─── ТЕКСТ ДЛЯ ЧТЕНИЯ ───

В некоторых дачных местах бросали бомбы, но у нас было тихо. Москву продолжали бомбить. У нас ночью бывало слышно, как летят самолеты. Шум моторов в небе был какой-то непривычный, но я не боялась его. Только спустя некоторое время я поняла, что это летели немецкие самолеты.
После того как начались бомбежки, люди стали уезжать из Москвы в дачные места, уезжали многие интеллигентные семьи, без больших вещей, и почти все везли одну книгу – это был Пушкин. Началась эвакуация, из нашей квартиры уехали Вишневские и дядя Юра, а Олега призвали в армию. Дядю Ма взяли в ополчение. Все, у кого были радиоприемники и велосипеды, должны были их сдать: приемники на телеграф, велосипеды не знаю куда.
Такси, конечно, не стало, ни легкового, ни грузового, и чтобы мы могли переехать с дачи в Москву, Мария Федоровна обратилась к военным властям, ссылаясь на то, что дядя Ма в ополчении и мы являемся семьей военнослужащего. Мы не были семьей дяди Ма, он никогда не помогал нам в наших переездах, мне было стыдно этой просьбы, и я была уверена, что она не поможет. Однако Мария Федоровна без особых затруднений добилась своего: ей дали справку, с помощью которой она заказала грузовик.

─── ИСХОДНЫЕ ДАННЫЕ ───

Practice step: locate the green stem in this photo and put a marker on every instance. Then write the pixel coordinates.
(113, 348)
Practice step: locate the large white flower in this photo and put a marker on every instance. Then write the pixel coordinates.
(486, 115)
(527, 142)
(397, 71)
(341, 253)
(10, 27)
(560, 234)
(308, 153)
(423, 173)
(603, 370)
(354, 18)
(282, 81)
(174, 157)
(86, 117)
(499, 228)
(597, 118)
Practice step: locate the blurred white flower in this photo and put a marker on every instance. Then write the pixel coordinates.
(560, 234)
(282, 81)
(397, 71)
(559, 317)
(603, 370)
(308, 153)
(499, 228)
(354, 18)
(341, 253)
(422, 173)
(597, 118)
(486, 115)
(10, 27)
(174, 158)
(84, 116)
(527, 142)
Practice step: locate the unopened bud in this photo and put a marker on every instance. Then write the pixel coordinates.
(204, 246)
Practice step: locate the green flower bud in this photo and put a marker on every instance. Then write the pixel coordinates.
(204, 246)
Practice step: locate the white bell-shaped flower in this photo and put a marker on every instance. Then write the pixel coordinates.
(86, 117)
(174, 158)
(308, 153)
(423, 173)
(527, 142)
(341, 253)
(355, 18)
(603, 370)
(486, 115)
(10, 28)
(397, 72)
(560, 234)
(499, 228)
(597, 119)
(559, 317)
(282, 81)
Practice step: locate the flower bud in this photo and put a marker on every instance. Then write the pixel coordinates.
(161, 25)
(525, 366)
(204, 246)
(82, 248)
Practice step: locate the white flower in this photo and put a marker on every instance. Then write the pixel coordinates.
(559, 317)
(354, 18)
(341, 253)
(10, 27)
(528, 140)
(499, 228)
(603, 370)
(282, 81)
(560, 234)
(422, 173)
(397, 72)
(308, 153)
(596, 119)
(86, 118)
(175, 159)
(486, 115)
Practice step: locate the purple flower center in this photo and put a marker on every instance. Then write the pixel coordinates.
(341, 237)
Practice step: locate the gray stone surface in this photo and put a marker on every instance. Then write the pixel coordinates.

───

■ ВАШИ ЗАДАНИЯ ■
(a) Какую книгу, согласно тексту для чтения, везли с собой почти все интеллигентные семьи, уезжавшие из Москвы?
(b) Соберите из листинга все строки, где встречается слово «green». Учитывайте регистр букв.

■ РЕШЁННЫЕ ЗАДАНИЯ ■
(a) Почти все везли одну книгу — Пушкина.

(b)
Practice step: locate the green stem in this photo and put a marker on every instance. Then write the pixel coordinates.
Practice step: locate the green flower bud in this photo and put a marker on every instance. Then write the pixel coordinates.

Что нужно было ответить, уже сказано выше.